Show each line in the listing below that contains the word "negative".

### DATA FOR THIS EXERCISE
━━━━━━━━
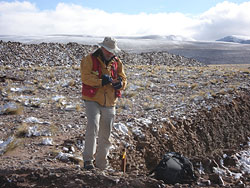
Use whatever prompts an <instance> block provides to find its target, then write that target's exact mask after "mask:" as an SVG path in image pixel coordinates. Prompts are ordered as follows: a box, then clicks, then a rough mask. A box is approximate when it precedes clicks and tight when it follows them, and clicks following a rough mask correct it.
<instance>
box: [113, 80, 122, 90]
mask: <svg viewBox="0 0 250 188" xmlns="http://www.w3.org/2000/svg"><path fill="white" fill-rule="evenodd" d="M118 80H119V81H118V82H115V83H112V85H113V87H114V88H115V89H121V88H122V79H121V78H120V77H119V78H118Z"/></svg>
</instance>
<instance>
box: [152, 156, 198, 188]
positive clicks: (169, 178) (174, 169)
mask: <svg viewBox="0 0 250 188" xmlns="http://www.w3.org/2000/svg"><path fill="white" fill-rule="evenodd" d="M153 173H154V178H156V179H158V180H163V181H164V183H166V184H175V183H188V184H191V183H192V182H194V181H195V180H196V179H197V177H196V175H195V173H194V168H193V164H192V163H191V161H190V160H189V159H188V158H186V157H184V156H183V155H181V154H179V153H176V152H168V153H166V154H165V155H164V156H163V159H162V160H161V161H160V162H159V164H158V165H157V166H156V168H155V169H153V170H152V171H151V172H150V175H151V174H153Z"/></svg>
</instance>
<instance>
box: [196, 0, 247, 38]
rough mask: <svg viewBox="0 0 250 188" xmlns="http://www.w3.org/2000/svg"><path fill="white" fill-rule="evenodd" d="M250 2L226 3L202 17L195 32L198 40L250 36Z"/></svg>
mask: <svg viewBox="0 0 250 188" xmlns="http://www.w3.org/2000/svg"><path fill="white" fill-rule="evenodd" d="M249 10H250V1H249V2H244V3H242V4H235V3H230V2H228V1H224V2H223V3H219V4H217V5H216V6H215V7H213V8H211V9H209V10H208V11H206V12H204V13H203V14H202V15H200V17H199V20H200V24H198V25H197V27H196V28H194V30H195V31H196V34H195V36H194V37H195V38H196V39H204V38H205V39H207V40H213V39H218V38H221V37H224V36H228V35H250V11H249Z"/></svg>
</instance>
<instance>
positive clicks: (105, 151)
mask: <svg viewBox="0 0 250 188" xmlns="http://www.w3.org/2000/svg"><path fill="white" fill-rule="evenodd" d="M85 106H86V114H87V128H86V132H85V148H84V151H83V160H84V161H94V160H95V163H96V167H98V168H101V169H105V168H106V167H107V165H108V160H107V156H108V154H109V148H110V146H111V143H110V136H111V130H112V127H113V123H114V118H115V107H104V106H101V105H99V104H98V103H97V102H93V101H85ZM97 138H98V146H97V147H96V145H97ZM96 148H97V149H96ZM94 155H95V157H94Z"/></svg>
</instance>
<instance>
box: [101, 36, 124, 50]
mask: <svg viewBox="0 0 250 188" xmlns="http://www.w3.org/2000/svg"><path fill="white" fill-rule="evenodd" d="M99 45H100V46H102V47H103V48H105V49H106V50H108V51H109V52H111V53H113V54H117V53H119V52H121V49H120V48H118V46H117V42H116V40H115V39H114V38H112V37H105V38H104V40H103V42H101V43H99Z"/></svg>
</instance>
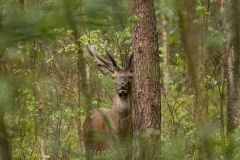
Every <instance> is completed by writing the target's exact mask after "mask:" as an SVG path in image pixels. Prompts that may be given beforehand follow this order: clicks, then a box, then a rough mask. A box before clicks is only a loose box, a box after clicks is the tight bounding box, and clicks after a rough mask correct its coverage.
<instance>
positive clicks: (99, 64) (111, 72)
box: [98, 64, 113, 76]
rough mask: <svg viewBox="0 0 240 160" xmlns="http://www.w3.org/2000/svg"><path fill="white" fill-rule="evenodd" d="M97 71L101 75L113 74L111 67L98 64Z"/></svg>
mask: <svg viewBox="0 0 240 160" xmlns="http://www.w3.org/2000/svg"><path fill="white" fill-rule="evenodd" d="M98 69H99V70H100V71H101V72H102V74H104V75H107V76H111V75H112V73H113V67H107V66H105V65H101V64H98Z"/></svg>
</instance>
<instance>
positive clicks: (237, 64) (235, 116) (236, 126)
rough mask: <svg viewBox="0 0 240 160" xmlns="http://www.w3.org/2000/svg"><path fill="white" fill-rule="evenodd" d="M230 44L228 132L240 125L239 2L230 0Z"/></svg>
mask: <svg viewBox="0 0 240 160" xmlns="http://www.w3.org/2000/svg"><path fill="white" fill-rule="evenodd" d="M229 9H230V12H231V16H230V17H231V19H230V24H231V31H232V33H231V35H232V36H231V44H232V49H230V50H229V53H228V133H232V132H233V131H234V130H235V128H237V127H238V128H239V127H240V98H239V60H240V25H239V23H240V2H239V0H232V1H231V8H229Z"/></svg>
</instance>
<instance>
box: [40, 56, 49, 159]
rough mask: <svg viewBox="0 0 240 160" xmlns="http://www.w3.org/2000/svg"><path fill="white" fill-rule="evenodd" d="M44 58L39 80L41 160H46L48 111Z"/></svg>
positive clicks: (40, 143) (40, 146)
mask: <svg viewBox="0 0 240 160" xmlns="http://www.w3.org/2000/svg"><path fill="white" fill-rule="evenodd" d="M44 65H45V63H44V58H43V60H42V64H41V69H40V74H39V77H40V80H39V85H40V86H39V96H38V103H39V112H38V113H39V118H40V121H39V123H40V124H39V126H40V127H39V137H40V152H41V160H46V145H45V141H46V127H47V126H46V113H45V112H46V111H45V104H44V103H45V102H44V74H43V72H44Z"/></svg>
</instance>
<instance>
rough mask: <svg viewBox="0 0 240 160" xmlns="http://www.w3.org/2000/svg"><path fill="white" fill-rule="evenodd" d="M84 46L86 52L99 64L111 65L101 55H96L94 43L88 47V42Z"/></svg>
mask: <svg viewBox="0 0 240 160" xmlns="http://www.w3.org/2000/svg"><path fill="white" fill-rule="evenodd" d="M85 47H86V49H87V51H88V53H89V54H90V55H91V56H93V57H94V58H95V60H96V61H97V63H99V64H100V65H104V66H110V65H111V63H110V62H108V61H107V60H105V59H104V58H102V57H101V56H99V55H98V53H97V46H96V45H92V46H91V47H89V45H88V44H85Z"/></svg>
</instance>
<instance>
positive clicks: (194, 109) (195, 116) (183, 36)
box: [176, 0, 207, 131]
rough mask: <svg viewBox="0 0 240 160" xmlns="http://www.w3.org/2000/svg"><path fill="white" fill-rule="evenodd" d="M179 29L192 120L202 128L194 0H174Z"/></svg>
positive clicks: (199, 129) (199, 62)
mask: <svg viewBox="0 0 240 160" xmlns="http://www.w3.org/2000/svg"><path fill="white" fill-rule="evenodd" d="M176 4H177V10H178V16H179V29H180V34H181V39H182V43H183V48H184V52H185V57H186V63H187V69H188V74H189V76H190V79H191V84H192V86H193V89H194V95H195V107H194V122H195V124H196V127H197V128H198V129H199V131H200V130H202V129H203V128H202V127H203V126H204V125H205V122H206V113H207V108H206V107H205V106H204V105H203V104H204V103H205V102H204V95H203V90H202V88H203V87H201V81H200V80H201V77H202V69H203V60H202V59H203V58H202V55H201V51H202V50H201V49H202V48H201V47H202V46H201V43H200V42H201V41H200V40H201V39H200V37H201V34H200V33H201V30H200V29H201V28H200V25H199V24H198V23H195V24H194V20H195V19H196V13H195V1H192V0H183V1H179V0H176Z"/></svg>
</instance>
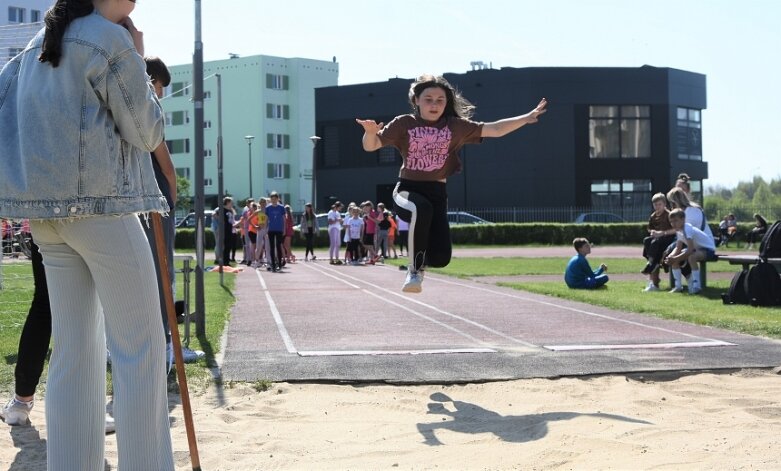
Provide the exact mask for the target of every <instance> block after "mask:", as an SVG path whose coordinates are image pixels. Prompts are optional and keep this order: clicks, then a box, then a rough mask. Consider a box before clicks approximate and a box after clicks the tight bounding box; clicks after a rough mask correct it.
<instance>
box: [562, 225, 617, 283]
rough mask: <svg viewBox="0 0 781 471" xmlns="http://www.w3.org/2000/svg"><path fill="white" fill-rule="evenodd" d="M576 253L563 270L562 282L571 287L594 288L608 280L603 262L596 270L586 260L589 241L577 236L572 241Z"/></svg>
mask: <svg viewBox="0 0 781 471" xmlns="http://www.w3.org/2000/svg"><path fill="white" fill-rule="evenodd" d="M572 246H573V247H574V248H575V252H577V255H575V256H573V257H572V258H571V259H570V260H569V262H568V263H567V268H566V269H565V270H564V282H565V283H567V286H568V287H570V288H573V289H596V288H599V287H600V286H603V285H604V284H605V283H607V282H608V276H607V274H606V273H607V265H605V264H604V263H603V264H601V265H600V266H599V268H597V269H596V270H592V269H591V265H590V264H589V263H588V260H586V256H587V255H588V254H590V253H591V243H590V242H589V241H588V239H585V238H583V237H577V238H575V239H574V240H573V241H572Z"/></svg>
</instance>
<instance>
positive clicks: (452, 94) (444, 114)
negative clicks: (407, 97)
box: [409, 74, 475, 119]
mask: <svg viewBox="0 0 781 471" xmlns="http://www.w3.org/2000/svg"><path fill="white" fill-rule="evenodd" d="M431 87H438V88H441V89H442V90H443V91H444V92H445V97H446V98H447V105H445V111H444V112H443V113H442V116H443V117H445V118H448V117H451V116H457V117H459V118H464V119H469V118H471V117H472V115H473V114H474V111H475V105H473V104H472V103H470V102H469V100H467V99H466V98H464V97H463V95H461V92H459V91H458V90H456V88H455V87H453V86H452V85H450V82H448V81H447V80H445V78H444V77H439V76H434V75H430V74H425V75H421V76H420V77H418V79H417V80H416V81H415V82H413V83H412V85H410V87H409V102H410V105H412V110H413V112H414V113H415V115H420V111H419V110H418V107H417V106H416V105H415V99H416V98H420V94H421V93H423V91H424V90H425V89H427V88H431Z"/></svg>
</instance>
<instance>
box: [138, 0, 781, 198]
mask: <svg viewBox="0 0 781 471" xmlns="http://www.w3.org/2000/svg"><path fill="white" fill-rule="evenodd" d="M200 3H201V9H202V10H201V11H202V13H201V19H202V21H201V23H202V25H201V26H202V41H203V55H204V60H206V61H209V60H217V59H225V58H227V57H228V54H229V53H234V54H239V55H241V56H249V55H257V54H263V55H270V56H280V57H302V58H308V59H318V60H329V61H330V60H332V58H333V57H336V60H337V62H339V81H338V83H339V85H350V84H356V83H369V82H381V81H385V80H387V79H389V78H392V77H401V78H414V77H417V76H418V75H420V74H422V73H426V72H428V73H434V74H438V75H439V74H443V73H448V72H454V73H463V72H466V71H467V70H471V66H470V62H472V61H483V62H485V63H487V64H491V66H492V67H493V68H501V67H639V66H642V65H646V64H647V65H652V66H656V67H672V68H677V69H682V70H687V71H691V72H697V73H701V74H705V75H706V77H707V101H708V106H707V109H706V110H704V111H703V114H702V126H703V159H704V160H705V161H706V162H708V165H709V178H708V180H707V181H706V187H713V186H717V185H721V186H728V187H731V186H734V185H735V184H737V183H738V182H739V181H748V180H751V179H752V178H753V177H754V176H755V175H761V176H762V177H763V178H765V180H768V181H769V180H770V179H773V178H776V179H778V178H781V165H780V164H779V162H780V160H781V159H779V157H781V150H780V149H781V93H779V91H778V87H779V86H780V85H781V60H779V57H781V53H779V52H778V50H779V49H781V26H779V25H781V1H778V0H741V1H737V0H654V1H650V0H643V1H639V0H544V1H541V0H535V1H529V0H482V1H474V0H390V1H377V0H361V1H358V0H334V1H331V2H323V1H316V0H286V1H275V2H266V1H261V0H202V1H201V2H200ZM132 17H133V19H134V21H135V23H136V25H137V26H138V28H139V29H141V30H142V31H143V32H144V40H145V47H146V53H147V54H148V55H157V56H160V57H161V58H162V59H163V60H164V61H165V62H166V63H168V64H169V65H179V64H185V63H190V62H191V61H192V56H193V50H194V32H195V1H194V0H138V3H137V7H136V11H135V12H134V13H133V15H132ZM467 98H468V97H467ZM547 98H548V99H549V100H551V101H553V100H555V97H547ZM399 99H400V100H404V99H405V98H404V97H399ZM534 105H536V103H530V106H529V108H532V107H533V106H534ZM526 111H528V110H526V109H521V110H518V114H522V113H525V112H526ZM543 119H544V118H543Z"/></svg>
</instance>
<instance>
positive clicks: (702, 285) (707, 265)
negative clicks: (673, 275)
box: [670, 254, 724, 289]
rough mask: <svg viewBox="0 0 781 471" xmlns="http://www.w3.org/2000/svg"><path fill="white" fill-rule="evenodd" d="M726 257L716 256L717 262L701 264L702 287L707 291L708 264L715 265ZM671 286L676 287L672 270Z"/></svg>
mask: <svg viewBox="0 0 781 471" xmlns="http://www.w3.org/2000/svg"><path fill="white" fill-rule="evenodd" d="M722 257H724V255H719V254H716V260H708V261H707V262H699V266H700V287H702V289H705V288H707V287H708V263H715V262H718V261H719V260H722ZM670 286H675V278H673V270H672V268H671V269H670Z"/></svg>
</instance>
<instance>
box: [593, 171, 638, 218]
mask: <svg viewBox="0 0 781 471" xmlns="http://www.w3.org/2000/svg"><path fill="white" fill-rule="evenodd" d="M651 196H652V194H651V180H592V181H591V209H593V210H595V211H605V212H610V213H615V214H618V215H621V216H623V217H624V219H628V220H633V219H634V218H636V217H637V216H638V215H640V217H643V218H644V217H646V216H647V213H648V208H649V206H650V205H651Z"/></svg>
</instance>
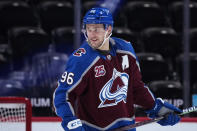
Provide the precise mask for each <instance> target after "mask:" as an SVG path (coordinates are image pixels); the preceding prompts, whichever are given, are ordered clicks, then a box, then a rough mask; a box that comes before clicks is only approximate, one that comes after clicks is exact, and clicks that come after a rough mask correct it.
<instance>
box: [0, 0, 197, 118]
mask: <svg viewBox="0 0 197 131" xmlns="http://www.w3.org/2000/svg"><path fill="white" fill-rule="evenodd" d="M94 6H102V7H107V8H109V9H110V10H111V12H112V13H113V17H114V21H115V24H114V29H113V35H112V36H114V37H120V38H123V39H125V40H127V41H130V42H131V44H132V45H133V47H134V49H135V51H136V55H137V56H138V59H139V62H140V67H141V72H142V76H143V81H144V82H145V83H146V84H147V85H148V86H149V88H150V90H151V91H152V92H153V93H154V94H155V96H156V97H161V98H163V99H165V100H167V101H168V102H170V103H171V104H174V105H175V106H177V107H179V108H181V109H182V108H184V107H189V106H197V80H196V77H197V69H196V67H197V17H196V14H197V0H0V90H1V91H0V97H1V96H24V97H28V98H30V99H31V103H32V106H33V116H55V114H54V112H53V107H52V106H53V103H52V95H53V92H54V90H55V88H56V86H57V80H58V78H59V77H60V76H61V74H62V72H63V71H64V69H65V66H66V62H67V60H68V57H69V55H70V54H71V53H72V52H73V51H74V50H75V49H77V48H78V47H79V46H80V44H81V43H82V42H83V41H84V37H83V34H82V33H81V20H82V18H83V16H84V14H85V12H86V11H87V10H89V9H90V8H91V7H94ZM136 116H145V114H143V113H142V112H141V111H140V108H139V107H138V106H137V105H136ZM195 116H197V114H192V115H191V117H195Z"/></svg>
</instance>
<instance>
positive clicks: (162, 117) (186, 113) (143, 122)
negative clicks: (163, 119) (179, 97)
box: [114, 106, 197, 131]
mask: <svg viewBox="0 0 197 131" xmlns="http://www.w3.org/2000/svg"><path fill="white" fill-rule="evenodd" d="M195 111H197V106H193V107H189V108H186V109H184V110H183V112H182V113H181V114H178V115H179V116H182V115H185V114H189V113H192V112H195ZM163 118H164V116H161V117H158V118H154V119H150V120H145V121H142V122H138V123H135V124H132V125H128V126H124V127H120V128H117V129H115V130H114V131H125V130H130V129H133V128H136V127H139V126H143V125H147V124H151V123H153V122H157V121H159V120H161V119H163Z"/></svg>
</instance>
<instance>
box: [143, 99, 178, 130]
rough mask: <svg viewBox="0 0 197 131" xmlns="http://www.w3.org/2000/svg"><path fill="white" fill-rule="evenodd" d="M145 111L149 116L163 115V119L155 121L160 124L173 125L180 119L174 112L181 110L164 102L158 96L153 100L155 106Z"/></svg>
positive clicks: (162, 100)
mask: <svg viewBox="0 0 197 131" xmlns="http://www.w3.org/2000/svg"><path fill="white" fill-rule="evenodd" d="M146 113H147V114H148V116H149V117H150V118H156V117H160V116H165V117H164V119H162V120H160V121H158V122H157V123H159V124H160V125H162V126H167V125H171V126H173V125H175V124H176V123H178V122H179V121H180V117H179V116H178V115H177V114H176V113H182V111H181V110H180V109H179V108H177V107H175V106H173V105H172V104H169V103H167V102H164V101H163V100H162V99H161V98H158V99H156V100H155V106H154V107H153V108H152V109H151V110H148V111H146Z"/></svg>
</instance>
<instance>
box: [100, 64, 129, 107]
mask: <svg viewBox="0 0 197 131" xmlns="http://www.w3.org/2000/svg"><path fill="white" fill-rule="evenodd" d="M117 80H118V81H121V82H122V85H120V84H118V83H117ZM128 81H129V75H128V74H127V73H121V72H118V71H117V70H116V69H115V68H114V70H113V75H112V78H111V79H110V80H109V81H108V82H107V83H106V84H105V85H104V87H103V88H102V90H101V91H100V94H99V98H100V100H101V103H100V105H99V106H98V108H103V107H108V106H114V105H117V104H118V103H119V102H121V101H123V102H124V103H126V98H127V90H128ZM114 86H115V91H113V92H112V88H114Z"/></svg>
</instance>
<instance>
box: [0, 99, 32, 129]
mask: <svg viewBox="0 0 197 131" xmlns="http://www.w3.org/2000/svg"><path fill="white" fill-rule="evenodd" d="M31 116H32V108H31V103H30V100H29V99H28V98H23V97H0V131H31Z"/></svg>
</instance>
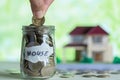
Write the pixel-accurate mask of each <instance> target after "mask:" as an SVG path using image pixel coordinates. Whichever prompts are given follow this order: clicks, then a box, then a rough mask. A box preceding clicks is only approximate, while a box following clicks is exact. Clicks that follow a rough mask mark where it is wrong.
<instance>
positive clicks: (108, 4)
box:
━━━━━━━━
### ANSWER SPACE
negative clicks: (407, 97)
negative clicks: (673, 275)
negative clicks: (163, 119) (179, 97)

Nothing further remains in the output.